- TASK BRIEF:
Lay out everything from the line containing "[segment] white satin ribbon" down to the line containing "Mark the region of every instance of the white" as a Markdown table with the columns Row and Data line, one line per row and blank lines omitted.

Stored dataset items:

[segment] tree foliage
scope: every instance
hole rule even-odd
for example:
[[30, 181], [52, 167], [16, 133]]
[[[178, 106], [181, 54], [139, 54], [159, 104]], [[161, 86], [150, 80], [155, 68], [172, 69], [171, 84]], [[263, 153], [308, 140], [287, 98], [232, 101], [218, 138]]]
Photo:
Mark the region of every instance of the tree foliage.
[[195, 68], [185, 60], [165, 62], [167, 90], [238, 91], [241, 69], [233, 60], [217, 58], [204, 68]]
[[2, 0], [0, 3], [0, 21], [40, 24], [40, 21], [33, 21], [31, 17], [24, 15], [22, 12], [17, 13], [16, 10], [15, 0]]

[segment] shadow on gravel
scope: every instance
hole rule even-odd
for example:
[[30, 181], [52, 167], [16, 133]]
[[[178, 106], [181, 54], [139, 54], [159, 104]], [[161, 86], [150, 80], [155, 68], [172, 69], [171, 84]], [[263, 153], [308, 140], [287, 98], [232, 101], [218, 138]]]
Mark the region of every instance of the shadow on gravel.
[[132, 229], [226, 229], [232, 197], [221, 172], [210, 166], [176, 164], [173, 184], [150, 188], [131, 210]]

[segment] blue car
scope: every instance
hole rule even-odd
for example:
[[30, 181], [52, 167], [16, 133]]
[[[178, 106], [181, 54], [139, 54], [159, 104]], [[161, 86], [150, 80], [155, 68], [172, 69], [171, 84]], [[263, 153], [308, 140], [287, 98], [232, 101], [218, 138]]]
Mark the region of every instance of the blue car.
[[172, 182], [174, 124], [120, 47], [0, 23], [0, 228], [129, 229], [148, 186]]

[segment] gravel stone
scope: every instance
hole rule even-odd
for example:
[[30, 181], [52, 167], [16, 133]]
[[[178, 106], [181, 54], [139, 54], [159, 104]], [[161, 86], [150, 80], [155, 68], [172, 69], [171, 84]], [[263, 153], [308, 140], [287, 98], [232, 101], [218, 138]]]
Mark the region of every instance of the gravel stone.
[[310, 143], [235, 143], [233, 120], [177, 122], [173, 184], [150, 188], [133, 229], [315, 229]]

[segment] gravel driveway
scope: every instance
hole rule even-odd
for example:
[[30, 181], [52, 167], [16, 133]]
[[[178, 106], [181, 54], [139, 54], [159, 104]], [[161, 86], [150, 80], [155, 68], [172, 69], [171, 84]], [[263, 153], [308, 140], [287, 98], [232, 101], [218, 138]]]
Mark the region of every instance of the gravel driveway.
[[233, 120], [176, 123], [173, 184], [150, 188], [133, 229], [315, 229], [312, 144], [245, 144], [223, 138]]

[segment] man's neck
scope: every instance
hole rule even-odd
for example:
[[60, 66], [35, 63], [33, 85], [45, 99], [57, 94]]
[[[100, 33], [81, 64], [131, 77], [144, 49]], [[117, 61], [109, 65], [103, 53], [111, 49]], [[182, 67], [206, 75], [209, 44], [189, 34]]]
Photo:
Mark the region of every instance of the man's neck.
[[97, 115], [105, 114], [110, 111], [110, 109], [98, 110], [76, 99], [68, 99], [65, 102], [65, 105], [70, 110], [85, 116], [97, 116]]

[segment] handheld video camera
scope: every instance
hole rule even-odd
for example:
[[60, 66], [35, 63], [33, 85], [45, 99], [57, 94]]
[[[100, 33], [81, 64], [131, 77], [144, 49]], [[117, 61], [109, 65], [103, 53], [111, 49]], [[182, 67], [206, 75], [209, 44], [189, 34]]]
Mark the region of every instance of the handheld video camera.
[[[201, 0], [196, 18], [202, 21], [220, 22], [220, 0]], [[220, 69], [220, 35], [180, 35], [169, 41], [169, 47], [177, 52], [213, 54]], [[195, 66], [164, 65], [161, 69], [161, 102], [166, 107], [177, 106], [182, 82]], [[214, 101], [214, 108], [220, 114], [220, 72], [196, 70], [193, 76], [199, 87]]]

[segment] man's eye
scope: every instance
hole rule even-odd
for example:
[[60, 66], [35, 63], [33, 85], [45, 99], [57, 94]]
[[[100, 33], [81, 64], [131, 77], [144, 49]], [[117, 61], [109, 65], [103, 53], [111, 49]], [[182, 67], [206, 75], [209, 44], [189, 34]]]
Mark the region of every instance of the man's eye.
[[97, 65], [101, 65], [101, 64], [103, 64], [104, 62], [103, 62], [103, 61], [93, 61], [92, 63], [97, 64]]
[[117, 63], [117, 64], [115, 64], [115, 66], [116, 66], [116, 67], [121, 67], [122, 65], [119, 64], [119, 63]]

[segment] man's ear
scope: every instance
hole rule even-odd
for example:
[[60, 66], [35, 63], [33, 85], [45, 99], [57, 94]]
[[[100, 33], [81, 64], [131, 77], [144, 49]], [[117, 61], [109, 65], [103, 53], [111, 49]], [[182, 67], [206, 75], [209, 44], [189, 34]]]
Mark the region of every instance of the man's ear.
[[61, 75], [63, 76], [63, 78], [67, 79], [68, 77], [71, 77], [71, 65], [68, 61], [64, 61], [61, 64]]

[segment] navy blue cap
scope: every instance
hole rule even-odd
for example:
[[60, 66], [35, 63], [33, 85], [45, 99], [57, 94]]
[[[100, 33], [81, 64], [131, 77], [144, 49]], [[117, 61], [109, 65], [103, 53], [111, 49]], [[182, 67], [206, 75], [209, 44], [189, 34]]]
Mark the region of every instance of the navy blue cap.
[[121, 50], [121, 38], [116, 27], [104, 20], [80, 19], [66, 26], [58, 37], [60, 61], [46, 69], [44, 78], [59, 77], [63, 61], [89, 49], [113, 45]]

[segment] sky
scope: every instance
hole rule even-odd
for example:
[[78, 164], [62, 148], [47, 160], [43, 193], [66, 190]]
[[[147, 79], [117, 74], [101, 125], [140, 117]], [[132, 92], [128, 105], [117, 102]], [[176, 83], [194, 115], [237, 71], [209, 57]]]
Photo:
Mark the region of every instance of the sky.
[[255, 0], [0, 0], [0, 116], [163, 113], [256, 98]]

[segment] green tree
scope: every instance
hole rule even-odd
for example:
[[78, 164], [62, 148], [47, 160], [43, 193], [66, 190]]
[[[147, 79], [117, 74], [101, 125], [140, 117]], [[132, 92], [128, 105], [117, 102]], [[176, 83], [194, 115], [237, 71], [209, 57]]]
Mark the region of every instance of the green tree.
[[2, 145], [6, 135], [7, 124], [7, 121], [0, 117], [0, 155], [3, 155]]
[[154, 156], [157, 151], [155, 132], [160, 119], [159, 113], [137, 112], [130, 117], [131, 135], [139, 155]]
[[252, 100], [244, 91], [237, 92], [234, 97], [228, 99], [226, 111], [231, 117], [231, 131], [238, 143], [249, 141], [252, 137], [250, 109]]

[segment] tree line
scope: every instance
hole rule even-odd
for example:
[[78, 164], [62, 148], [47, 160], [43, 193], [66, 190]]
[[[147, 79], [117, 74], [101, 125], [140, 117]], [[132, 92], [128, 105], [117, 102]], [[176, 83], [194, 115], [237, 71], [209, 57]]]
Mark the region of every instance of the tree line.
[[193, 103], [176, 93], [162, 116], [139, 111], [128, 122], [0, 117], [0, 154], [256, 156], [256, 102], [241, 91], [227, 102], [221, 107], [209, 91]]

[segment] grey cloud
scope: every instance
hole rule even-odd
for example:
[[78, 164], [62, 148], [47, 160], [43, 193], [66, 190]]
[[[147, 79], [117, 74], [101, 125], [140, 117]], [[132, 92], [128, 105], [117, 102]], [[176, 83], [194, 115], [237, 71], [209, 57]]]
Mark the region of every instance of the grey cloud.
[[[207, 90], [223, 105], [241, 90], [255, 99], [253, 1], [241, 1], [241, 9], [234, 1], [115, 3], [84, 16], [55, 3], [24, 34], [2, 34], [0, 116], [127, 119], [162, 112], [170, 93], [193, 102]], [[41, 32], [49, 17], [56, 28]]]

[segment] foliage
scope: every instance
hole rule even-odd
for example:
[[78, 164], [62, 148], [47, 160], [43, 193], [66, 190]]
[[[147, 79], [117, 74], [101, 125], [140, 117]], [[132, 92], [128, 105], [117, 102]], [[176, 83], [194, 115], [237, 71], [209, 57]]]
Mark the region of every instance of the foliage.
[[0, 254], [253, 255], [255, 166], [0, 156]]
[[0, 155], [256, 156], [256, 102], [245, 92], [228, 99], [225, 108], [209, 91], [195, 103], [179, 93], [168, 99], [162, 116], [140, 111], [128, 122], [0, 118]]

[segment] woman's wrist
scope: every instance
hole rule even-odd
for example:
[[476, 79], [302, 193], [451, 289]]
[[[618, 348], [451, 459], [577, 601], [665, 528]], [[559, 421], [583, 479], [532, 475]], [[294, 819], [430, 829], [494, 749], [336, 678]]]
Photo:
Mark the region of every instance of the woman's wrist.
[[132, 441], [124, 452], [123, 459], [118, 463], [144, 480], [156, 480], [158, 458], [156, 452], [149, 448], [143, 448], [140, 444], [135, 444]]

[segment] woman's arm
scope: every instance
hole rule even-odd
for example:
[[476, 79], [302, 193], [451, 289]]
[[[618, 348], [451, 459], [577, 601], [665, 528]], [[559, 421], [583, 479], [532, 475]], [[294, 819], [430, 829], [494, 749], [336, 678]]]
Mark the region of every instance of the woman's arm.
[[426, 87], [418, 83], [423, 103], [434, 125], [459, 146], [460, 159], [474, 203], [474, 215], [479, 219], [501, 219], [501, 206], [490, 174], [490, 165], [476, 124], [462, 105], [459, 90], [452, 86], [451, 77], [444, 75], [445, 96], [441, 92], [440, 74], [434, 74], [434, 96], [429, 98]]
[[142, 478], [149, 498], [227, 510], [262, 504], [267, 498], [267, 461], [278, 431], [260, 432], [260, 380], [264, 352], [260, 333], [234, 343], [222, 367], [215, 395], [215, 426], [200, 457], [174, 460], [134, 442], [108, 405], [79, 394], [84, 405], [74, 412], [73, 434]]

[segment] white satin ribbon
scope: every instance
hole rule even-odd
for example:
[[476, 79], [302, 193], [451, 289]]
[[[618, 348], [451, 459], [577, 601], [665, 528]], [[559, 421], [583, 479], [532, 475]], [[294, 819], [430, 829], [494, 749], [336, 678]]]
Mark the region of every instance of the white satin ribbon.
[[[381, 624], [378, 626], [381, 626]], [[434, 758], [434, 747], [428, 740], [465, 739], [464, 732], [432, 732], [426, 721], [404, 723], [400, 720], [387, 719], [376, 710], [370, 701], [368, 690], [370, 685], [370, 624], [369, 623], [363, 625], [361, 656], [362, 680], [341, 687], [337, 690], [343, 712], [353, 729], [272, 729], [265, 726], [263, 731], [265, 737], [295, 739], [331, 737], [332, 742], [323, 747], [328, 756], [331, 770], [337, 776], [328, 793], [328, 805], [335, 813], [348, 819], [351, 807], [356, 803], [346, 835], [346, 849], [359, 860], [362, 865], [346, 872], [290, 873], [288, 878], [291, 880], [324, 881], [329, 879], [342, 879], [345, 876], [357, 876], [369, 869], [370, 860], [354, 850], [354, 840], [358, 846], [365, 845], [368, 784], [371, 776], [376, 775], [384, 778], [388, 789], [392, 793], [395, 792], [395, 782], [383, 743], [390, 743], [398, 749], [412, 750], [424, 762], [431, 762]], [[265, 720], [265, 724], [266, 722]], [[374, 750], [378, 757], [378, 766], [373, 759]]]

- COMPLETED TASK:
| Row | Data line |
|---|---|
| 1 | [segment] white satin ribbon |
| 2 | scope: every instance |
| 3 | hole rule even-odd |
| 4 | for example: |
| 5 | [[476, 79], [302, 193], [451, 289]] |
| 6 | [[[618, 348], [451, 459], [577, 601], [665, 528]], [[559, 421], [583, 479], [532, 475]], [[294, 819], [430, 829], [494, 749], [336, 678]]] |
| 7 | Mark the region of every instance of the white satin ribbon. |